» REQUIREMENT
Reproduce the items below word for word, from the line that contains "Where can the green leaf" through the end of the items, including both ends.
>> START DATA RECORDS
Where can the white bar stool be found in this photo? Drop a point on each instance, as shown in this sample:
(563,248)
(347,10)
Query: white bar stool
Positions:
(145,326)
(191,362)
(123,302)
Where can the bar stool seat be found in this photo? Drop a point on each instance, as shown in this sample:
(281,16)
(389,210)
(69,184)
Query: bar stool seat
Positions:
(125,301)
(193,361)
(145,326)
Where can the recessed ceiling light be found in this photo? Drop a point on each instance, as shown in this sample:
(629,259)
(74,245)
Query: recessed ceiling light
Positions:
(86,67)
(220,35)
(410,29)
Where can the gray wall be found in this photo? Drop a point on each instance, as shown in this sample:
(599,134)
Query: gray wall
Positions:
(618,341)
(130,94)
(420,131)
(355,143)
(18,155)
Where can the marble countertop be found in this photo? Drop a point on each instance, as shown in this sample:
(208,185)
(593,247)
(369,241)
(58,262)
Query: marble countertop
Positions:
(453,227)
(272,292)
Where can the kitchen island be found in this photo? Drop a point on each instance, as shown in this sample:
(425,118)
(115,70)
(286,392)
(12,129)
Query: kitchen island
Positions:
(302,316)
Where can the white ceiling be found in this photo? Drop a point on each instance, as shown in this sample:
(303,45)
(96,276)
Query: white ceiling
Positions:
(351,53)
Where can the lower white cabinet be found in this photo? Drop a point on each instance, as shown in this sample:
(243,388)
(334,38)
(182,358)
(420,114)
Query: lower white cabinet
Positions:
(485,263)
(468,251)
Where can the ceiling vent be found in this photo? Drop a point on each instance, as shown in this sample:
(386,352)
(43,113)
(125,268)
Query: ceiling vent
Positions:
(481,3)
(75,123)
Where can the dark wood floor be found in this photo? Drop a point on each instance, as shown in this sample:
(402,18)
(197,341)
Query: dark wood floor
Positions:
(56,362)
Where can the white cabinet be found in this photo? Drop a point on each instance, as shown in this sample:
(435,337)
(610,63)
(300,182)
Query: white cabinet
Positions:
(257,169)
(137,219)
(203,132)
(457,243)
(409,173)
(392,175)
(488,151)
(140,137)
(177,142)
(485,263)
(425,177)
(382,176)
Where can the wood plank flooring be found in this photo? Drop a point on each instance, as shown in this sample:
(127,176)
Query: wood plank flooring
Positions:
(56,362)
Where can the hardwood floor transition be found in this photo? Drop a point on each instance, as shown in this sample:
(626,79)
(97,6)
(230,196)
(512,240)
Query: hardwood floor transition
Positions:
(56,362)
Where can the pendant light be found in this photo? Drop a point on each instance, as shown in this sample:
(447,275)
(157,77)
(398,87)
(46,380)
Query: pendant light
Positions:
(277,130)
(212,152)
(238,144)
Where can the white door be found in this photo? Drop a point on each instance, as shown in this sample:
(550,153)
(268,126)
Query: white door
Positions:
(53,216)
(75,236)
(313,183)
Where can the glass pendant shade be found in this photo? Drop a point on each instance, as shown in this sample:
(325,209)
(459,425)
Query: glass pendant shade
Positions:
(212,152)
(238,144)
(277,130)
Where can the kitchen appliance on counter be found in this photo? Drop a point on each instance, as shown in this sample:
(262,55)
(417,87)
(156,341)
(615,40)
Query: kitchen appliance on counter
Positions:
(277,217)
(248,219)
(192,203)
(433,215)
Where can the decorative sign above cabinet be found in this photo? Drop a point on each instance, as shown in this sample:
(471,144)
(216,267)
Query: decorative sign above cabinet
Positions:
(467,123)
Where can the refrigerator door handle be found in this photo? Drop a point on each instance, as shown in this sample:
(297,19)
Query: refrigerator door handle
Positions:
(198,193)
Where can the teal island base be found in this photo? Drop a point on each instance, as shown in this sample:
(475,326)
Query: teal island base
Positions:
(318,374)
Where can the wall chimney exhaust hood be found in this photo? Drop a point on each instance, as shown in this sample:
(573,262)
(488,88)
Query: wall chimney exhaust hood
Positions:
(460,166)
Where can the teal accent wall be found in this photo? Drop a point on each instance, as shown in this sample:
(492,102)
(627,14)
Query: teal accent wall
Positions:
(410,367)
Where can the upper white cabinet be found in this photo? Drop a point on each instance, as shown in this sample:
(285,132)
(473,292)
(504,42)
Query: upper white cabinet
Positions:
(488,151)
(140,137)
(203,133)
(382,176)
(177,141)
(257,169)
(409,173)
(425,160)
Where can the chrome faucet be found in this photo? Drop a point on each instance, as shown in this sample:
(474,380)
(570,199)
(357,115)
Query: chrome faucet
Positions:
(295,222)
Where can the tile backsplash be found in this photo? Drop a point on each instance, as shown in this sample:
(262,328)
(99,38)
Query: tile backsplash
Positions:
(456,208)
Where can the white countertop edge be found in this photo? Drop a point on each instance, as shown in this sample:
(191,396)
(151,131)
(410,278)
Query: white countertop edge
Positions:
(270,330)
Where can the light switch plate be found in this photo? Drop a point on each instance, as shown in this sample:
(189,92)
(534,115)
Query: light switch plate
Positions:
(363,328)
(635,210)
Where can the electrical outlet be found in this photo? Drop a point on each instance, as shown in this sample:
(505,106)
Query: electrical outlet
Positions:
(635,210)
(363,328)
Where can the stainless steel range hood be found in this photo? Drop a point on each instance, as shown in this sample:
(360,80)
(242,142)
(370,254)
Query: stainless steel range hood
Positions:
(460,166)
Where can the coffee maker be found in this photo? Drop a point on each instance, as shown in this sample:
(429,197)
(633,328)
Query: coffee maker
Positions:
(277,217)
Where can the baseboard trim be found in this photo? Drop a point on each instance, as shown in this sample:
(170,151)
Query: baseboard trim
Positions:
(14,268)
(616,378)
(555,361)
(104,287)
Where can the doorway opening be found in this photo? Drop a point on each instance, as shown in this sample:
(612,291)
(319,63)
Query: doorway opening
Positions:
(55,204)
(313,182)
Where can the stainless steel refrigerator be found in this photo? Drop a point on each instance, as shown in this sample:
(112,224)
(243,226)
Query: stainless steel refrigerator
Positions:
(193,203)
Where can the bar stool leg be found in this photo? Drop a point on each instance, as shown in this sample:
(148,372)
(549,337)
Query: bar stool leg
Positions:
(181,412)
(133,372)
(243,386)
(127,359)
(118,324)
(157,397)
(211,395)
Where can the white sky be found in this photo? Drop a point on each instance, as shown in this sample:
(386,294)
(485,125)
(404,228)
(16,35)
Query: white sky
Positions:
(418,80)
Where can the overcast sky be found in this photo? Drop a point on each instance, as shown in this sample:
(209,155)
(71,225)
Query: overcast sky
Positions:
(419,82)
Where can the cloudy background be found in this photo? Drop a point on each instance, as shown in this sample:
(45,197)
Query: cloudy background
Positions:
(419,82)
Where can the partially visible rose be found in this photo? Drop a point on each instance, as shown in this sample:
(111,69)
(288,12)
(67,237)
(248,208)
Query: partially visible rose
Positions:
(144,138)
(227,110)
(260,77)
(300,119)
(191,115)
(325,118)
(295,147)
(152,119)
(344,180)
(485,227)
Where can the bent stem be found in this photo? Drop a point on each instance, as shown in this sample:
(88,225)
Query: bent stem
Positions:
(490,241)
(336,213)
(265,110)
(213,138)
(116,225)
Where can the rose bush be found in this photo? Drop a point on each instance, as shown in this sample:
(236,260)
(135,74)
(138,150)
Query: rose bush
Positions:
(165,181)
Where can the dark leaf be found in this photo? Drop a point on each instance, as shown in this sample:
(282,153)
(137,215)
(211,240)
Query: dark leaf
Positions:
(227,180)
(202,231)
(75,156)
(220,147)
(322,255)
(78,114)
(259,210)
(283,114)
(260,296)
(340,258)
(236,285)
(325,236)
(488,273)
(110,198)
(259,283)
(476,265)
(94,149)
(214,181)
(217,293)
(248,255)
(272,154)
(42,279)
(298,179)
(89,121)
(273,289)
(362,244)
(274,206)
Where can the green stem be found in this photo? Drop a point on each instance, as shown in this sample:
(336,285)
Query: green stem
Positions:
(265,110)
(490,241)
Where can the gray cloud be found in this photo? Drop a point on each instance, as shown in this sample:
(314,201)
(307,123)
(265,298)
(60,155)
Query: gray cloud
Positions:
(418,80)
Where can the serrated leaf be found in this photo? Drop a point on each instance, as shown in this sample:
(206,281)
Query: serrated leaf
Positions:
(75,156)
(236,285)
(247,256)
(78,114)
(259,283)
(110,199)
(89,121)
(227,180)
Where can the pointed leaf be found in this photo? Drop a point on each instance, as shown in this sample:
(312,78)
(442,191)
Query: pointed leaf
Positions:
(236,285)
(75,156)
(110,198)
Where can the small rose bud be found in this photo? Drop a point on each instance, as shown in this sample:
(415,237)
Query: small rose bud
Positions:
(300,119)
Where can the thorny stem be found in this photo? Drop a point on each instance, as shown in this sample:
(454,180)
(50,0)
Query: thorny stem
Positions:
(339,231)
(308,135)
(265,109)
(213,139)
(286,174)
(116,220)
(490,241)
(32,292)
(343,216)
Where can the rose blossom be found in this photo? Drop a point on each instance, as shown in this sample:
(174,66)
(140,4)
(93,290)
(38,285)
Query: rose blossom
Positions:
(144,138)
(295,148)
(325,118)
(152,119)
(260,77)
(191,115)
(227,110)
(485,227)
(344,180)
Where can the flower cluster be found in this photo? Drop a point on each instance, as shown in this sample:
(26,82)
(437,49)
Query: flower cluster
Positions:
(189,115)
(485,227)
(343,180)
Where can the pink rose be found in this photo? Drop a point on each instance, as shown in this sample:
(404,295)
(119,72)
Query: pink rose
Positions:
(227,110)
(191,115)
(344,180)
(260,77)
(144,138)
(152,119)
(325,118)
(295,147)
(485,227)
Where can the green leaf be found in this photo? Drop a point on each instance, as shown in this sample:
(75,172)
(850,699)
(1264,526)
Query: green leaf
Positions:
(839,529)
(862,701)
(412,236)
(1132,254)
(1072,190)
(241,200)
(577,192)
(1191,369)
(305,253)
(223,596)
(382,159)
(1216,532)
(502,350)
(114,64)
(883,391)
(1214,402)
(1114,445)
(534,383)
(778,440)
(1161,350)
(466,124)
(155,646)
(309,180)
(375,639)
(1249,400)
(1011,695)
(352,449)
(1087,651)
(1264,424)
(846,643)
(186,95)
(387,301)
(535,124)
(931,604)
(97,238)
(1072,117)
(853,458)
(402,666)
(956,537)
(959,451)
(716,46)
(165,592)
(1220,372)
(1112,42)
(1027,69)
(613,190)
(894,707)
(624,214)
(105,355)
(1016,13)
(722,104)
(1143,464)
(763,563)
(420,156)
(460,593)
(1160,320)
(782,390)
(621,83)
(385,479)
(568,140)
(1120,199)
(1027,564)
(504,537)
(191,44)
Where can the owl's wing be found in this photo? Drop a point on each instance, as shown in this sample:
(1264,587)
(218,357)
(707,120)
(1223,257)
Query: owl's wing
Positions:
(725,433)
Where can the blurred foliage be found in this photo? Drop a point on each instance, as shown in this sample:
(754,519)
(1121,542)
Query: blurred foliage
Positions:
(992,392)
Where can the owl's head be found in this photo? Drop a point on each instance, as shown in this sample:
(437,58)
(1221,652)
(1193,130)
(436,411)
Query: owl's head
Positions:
>> END DATA RECORDS
» CORRECT ANSWER
Where can the green leaf be found in this photo? Drop a point on each instance, as shown in this sample:
(75,172)
(850,699)
(1264,526)
Query: green leaf
Positions:
(839,529)
(862,701)
(412,236)
(1132,254)
(1072,190)
(241,200)
(577,192)
(1191,369)
(305,253)
(223,596)
(382,159)
(1216,532)
(502,350)
(114,64)
(883,391)
(1214,402)
(1114,445)
(534,383)
(778,440)
(1161,350)
(466,124)
(155,646)
(309,180)
(375,639)
(1249,400)
(1011,695)
(352,449)
(1087,651)
(1264,424)
(846,643)
(186,95)
(387,301)
(535,124)
(931,604)
(97,238)
(1072,117)
(853,458)
(402,666)
(956,537)
(959,451)
(716,46)
(165,592)
(1220,372)
(1112,42)
(1027,69)
(613,190)
(894,707)
(624,214)
(105,355)
(1016,13)
(722,104)
(1143,464)
(763,563)
(420,156)
(460,593)
(1160,320)
(782,390)
(621,83)
(385,479)
(568,140)
(1120,199)
(1027,564)
(504,537)
(191,44)
Where can the owl's wing be found in this photo? Drop a point on each instance, as shown in this sample:
(1264,587)
(218,357)
(707,120)
(1223,257)
Query: owl's wing
Positions:
(725,433)
Where can the blurred foliage be found in this photo? Drop a point on each instance, as shown in this sample:
(754,519)
(1121,542)
Query: blurred foliage
Positions:
(992,392)
Where can the owl's head be found in this photo? Drop a point on each instance, as shown in this sample:
(437,58)
(1221,652)
(1193,130)
(436,411)
Query: owl's head
Positions:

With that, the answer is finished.